Exercise: Copy out each line of the entries below in which the string "metal" appears.

Data records
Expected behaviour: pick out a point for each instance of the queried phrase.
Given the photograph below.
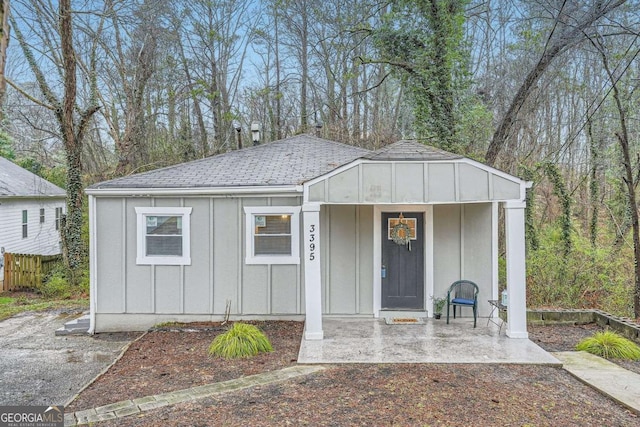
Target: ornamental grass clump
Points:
(610, 345)
(241, 341)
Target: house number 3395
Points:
(312, 242)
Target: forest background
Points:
(543, 89)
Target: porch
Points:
(370, 340)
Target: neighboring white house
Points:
(300, 229)
(30, 211)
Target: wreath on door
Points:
(401, 234)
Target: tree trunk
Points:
(570, 35)
(628, 178)
(75, 250)
(4, 43)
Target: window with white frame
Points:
(272, 234)
(58, 217)
(25, 224)
(163, 236)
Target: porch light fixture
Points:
(255, 133)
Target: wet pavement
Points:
(39, 368)
(369, 340)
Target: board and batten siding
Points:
(462, 235)
(347, 259)
(217, 273)
(42, 238)
(415, 182)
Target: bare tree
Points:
(72, 120)
(4, 43)
(631, 176)
(571, 22)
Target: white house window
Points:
(58, 217)
(163, 236)
(273, 234)
(25, 226)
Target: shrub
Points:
(610, 345)
(240, 341)
(56, 286)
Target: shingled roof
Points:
(290, 161)
(19, 182)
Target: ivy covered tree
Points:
(424, 41)
(73, 121)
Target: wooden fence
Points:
(23, 271)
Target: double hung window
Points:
(272, 234)
(163, 236)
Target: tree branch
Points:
(28, 96)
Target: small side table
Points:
(496, 305)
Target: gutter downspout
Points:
(93, 295)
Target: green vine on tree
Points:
(531, 233)
(560, 190)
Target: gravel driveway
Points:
(39, 368)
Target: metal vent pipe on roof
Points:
(255, 133)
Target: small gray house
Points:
(30, 211)
(302, 228)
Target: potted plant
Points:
(438, 305)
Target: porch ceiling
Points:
(400, 181)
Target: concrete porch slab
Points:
(369, 340)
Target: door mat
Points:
(404, 320)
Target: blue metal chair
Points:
(463, 293)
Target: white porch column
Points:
(312, 280)
(516, 270)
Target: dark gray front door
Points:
(403, 265)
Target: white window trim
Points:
(142, 258)
(251, 213)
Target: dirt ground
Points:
(376, 395)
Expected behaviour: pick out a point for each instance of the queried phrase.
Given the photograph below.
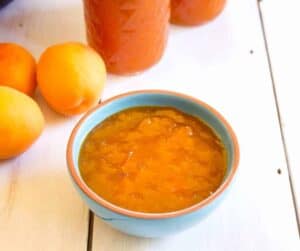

Result of this exercise:
Target: metal vent pipe on roof
Target: blue metal chair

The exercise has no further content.